- Supplied passage:
Cooling the wine is tricky: you have to cool it "through" the bottle. How do the thermal properties of glass affect things? For example, is it even "worth" cooling the glass quickly?

What, really, cools things in a freezer? (Say, the bag of vegetables there.) In fact, is it the air? Or in reality is it just the other small surfaces (the racks, etc.?) If it was floating in a perfect vacuum, would it cool at all?

Answer 1

In part A, the bottle in the water will cool slower because you must remove the heat from the water and the wine. The bottle on the shelf will cool faster because all you have to cool is the wine.

In part B, if you have water with a touch of salt, it will not freeze at zero Celsius and the water will remove the heat from the wine faster, the larger surface area of the water coupled with some evaporation that cools the water will cause it to cool significantly faster than the dry bottle on the shelf.

In a third scenario you didn't consider, which I believe is the fastest way to chill a bottle of wine, you wrap a bottle in a very damp rag and place it in the freezer. The water in the rag will begin to evaporate and draw the heat out of the bottle quite quickly between evaporation and convection.

The evaporation concept is utilized all over the world in cooling towers and water chillers. Water is heated by cooling something else, then the hot water is pumped to the cooling tower where it falls through a cascade medium that breaks it up into small droplets which loose heat through evaporation. They want small droplets because it increases the surface area of the water volume and causes more evaporation. More evaporation, more heat lost through the phase change. Efficient cooling towers are capable of chilling water below ambient air temperatures.

- Records:
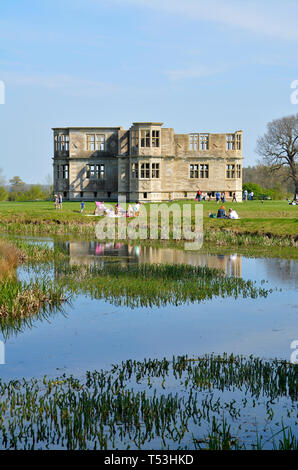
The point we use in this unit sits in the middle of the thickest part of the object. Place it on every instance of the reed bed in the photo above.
(19, 299)
(209, 402)
(149, 285)
(9, 258)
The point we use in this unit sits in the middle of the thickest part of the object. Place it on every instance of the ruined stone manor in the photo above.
(147, 163)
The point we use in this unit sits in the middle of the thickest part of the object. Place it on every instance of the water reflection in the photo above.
(91, 252)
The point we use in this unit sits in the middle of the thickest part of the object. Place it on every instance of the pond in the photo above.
(90, 334)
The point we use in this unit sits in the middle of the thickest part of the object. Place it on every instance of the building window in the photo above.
(135, 138)
(62, 143)
(95, 171)
(239, 171)
(230, 171)
(204, 141)
(155, 170)
(65, 171)
(145, 138)
(95, 142)
(145, 170)
(155, 139)
(134, 170)
(230, 143)
(194, 142)
(204, 171)
(100, 171)
(238, 141)
(194, 171)
(199, 142)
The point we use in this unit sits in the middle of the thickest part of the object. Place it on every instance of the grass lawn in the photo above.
(273, 218)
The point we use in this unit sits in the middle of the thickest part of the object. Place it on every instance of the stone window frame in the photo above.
(230, 142)
(95, 171)
(65, 171)
(144, 171)
(155, 138)
(230, 171)
(155, 170)
(98, 141)
(135, 170)
(134, 138)
(204, 171)
(62, 143)
(238, 170)
(199, 142)
(238, 141)
(145, 138)
(194, 171)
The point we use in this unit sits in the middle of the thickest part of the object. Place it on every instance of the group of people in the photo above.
(131, 211)
(221, 214)
(248, 195)
(58, 201)
(218, 196)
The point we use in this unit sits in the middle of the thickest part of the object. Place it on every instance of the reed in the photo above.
(165, 403)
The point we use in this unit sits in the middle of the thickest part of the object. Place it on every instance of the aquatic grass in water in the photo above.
(183, 403)
(19, 299)
(148, 285)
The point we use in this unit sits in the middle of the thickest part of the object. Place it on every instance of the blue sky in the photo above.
(215, 66)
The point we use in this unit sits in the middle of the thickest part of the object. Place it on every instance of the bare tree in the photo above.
(279, 146)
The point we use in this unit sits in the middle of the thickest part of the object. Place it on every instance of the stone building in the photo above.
(147, 163)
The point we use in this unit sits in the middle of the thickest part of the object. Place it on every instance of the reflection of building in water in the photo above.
(283, 270)
(92, 252)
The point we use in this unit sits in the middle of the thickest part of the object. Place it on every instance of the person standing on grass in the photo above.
(60, 201)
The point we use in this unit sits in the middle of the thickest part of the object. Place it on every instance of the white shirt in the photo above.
(233, 215)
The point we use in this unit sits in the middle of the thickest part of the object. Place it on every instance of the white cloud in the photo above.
(191, 73)
(275, 19)
(72, 85)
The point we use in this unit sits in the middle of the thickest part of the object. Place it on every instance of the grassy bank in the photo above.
(271, 222)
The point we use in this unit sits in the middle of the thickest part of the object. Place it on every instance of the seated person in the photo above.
(233, 214)
(221, 213)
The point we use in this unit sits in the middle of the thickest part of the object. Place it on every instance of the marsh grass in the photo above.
(9, 258)
(19, 299)
(148, 285)
(182, 403)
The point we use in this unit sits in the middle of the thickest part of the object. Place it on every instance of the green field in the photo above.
(272, 219)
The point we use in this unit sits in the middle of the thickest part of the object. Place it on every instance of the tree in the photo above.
(279, 146)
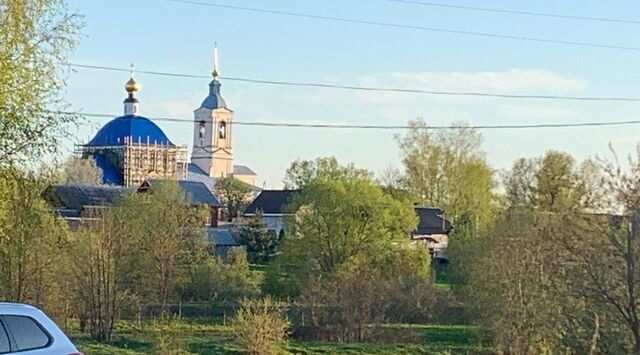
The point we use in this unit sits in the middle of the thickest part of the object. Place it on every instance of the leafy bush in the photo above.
(260, 327)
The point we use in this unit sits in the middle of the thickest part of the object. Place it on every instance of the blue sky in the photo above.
(161, 35)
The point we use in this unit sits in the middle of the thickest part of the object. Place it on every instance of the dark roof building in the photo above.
(270, 202)
(71, 200)
(431, 221)
(196, 192)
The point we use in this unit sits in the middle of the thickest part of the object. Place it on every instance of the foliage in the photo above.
(301, 172)
(554, 183)
(167, 345)
(81, 171)
(233, 193)
(205, 337)
(448, 170)
(31, 241)
(35, 37)
(260, 243)
(139, 250)
(338, 221)
(171, 232)
(260, 327)
(223, 283)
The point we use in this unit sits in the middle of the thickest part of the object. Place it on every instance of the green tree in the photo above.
(554, 183)
(81, 171)
(448, 170)
(260, 243)
(233, 193)
(31, 240)
(337, 222)
(35, 37)
(301, 172)
(223, 283)
(260, 327)
(172, 234)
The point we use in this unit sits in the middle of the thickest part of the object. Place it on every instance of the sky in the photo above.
(161, 35)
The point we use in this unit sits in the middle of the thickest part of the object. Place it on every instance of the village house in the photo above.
(272, 204)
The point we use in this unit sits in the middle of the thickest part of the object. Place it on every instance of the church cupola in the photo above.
(131, 103)
(214, 100)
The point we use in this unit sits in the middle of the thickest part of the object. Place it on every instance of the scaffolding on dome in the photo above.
(132, 163)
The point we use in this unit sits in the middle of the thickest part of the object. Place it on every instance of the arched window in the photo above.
(222, 130)
(201, 130)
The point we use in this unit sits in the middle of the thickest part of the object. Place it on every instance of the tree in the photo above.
(35, 37)
(223, 283)
(172, 236)
(554, 183)
(260, 327)
(337, 222)
(81, 171)
(260, 243)
(448, 170)
(30, 240)
(233, 193)
(301, 172)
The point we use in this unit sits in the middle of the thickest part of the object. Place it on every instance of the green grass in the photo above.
(214, 338)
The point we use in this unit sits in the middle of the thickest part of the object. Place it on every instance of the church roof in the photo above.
(196, 192)
(243, 170)
(136, 128)
(214, 100)
(271, 202)
(194, 173)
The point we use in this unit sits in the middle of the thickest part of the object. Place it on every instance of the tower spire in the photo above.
(216, 64)
(131, 104)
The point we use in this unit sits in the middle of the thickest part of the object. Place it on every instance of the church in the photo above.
(132, 149)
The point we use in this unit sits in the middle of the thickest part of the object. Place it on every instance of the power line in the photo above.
(365, 88)
(381, 127)
(517, 12)
(408, 27)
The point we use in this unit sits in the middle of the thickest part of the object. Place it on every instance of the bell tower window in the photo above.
(222, 130)
(201, 130)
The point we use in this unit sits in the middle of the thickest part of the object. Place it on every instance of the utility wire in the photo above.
(381, 127)
(409, 27)
(517, 12)
(365, 88)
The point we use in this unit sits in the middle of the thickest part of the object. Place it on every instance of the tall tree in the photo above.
(172, 238)
(35, 37)
(337, 222)
(554, 183)
(260, 243)
(233, 193)
(448, 170)
(30, 239)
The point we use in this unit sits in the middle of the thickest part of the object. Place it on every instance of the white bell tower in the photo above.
(212, 130)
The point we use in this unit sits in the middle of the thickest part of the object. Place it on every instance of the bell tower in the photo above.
(213, 121)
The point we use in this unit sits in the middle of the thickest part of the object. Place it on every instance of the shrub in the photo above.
(260, 327)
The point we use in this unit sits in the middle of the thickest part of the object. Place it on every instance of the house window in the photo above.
(201, 131)
(222, 130)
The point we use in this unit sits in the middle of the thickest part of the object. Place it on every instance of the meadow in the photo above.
(214, 337)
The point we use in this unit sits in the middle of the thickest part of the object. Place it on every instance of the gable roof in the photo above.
(431, 221)
(77, 196)
(196, 192)
(194, 173)
(270, 202)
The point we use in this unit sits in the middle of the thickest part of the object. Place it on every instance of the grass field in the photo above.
(212, 338)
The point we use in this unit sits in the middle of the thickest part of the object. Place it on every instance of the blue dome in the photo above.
(214, 100)
(139, 128)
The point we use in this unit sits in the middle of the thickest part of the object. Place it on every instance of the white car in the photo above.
(26, 330)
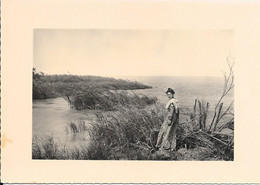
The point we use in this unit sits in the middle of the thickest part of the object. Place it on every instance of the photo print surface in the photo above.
(114, 94)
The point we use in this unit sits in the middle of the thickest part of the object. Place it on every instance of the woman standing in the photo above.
(167, 134)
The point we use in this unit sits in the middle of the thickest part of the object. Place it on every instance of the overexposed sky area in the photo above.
(132, 52)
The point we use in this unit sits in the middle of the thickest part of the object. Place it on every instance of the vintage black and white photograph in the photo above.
(133, 94)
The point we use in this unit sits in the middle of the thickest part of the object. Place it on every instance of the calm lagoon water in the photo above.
(52, 115)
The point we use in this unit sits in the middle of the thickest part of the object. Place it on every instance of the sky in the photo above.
(105, 52)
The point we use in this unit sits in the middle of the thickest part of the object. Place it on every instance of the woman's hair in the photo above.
(170, 90)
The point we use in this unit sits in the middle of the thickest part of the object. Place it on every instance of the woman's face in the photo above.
(170, 95)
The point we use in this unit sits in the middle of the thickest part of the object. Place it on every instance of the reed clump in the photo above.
(107, 100)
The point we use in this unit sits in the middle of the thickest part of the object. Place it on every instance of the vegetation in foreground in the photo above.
(130, 134)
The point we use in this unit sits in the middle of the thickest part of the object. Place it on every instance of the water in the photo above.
(52, 115)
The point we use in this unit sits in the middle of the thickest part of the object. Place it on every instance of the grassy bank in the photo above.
(130, 134)
(51, 86)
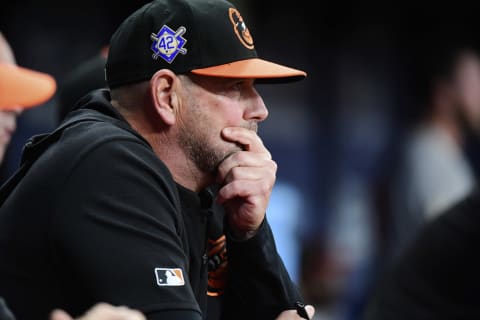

- Aim: Continue the thread about chilling a bottle of wine in the freezer, picking up after its last sentence.

- Solved problem:
Drew K

Answer 2

Liquid water has a few interesting properties that we need to discuss before answering your questions.

1) It has a high specific heat compared to most things on Earth. Specific heat is a measure of how much energy it takes to heat or cool a fixed amount of the material and has SI units of $\frac{J}{gK}$. Water's specific heat is about $4.2\frac{J}{gK}$ while wine's, at $14\%$ alcohol by volume, is about $4\frac{J}{gK}$.

2) It also has a pretty high thermal conductivity. Thermal conductivity is a measure of how fast energy moves from the warm side to the cold side of an object, and it has units of $\frac{W}{mK}$ (remember, Watts are Joules per second). It turns out this is a super complicated calculation in reality (materials have different conductivities in different directions), but this is a good approximation for this problem.

3) Thermal contact between objects is also quite complicated. Broadly, objects thermally interact by radiating, conducting and convecting (forced and natural). 3a) Radiation happens all the time, and it's how the Sun gets heat to the Earth - all objects emit photons in every direction at a wavelength consistent with the their temperature. Radiation is related to surface area. 3b) Conduction is when two objects are in physical contact and they share energy at their interface. Conduction is also related to the surface area. 3c) Convection is when a fluid moves over the surface of a solid (or when a gas moves over the surface of a liquid). If a solid has a vertical interface with a fluid, the boundary layer of the fluid will move up if the solid is hot and down if it's cold which is called natural convection. Forced convection is when currents in the fluid move over the surface (as with a fan, a breeze or a flow). Convection scales with the surface area of the interface.

All three of these are pretty complicated which is why you've received so many answers that feel like educated guesses. Last, until the whole bottle reaches thermal equilibrium, the freezer will be colder than the glass which is colder than the wine.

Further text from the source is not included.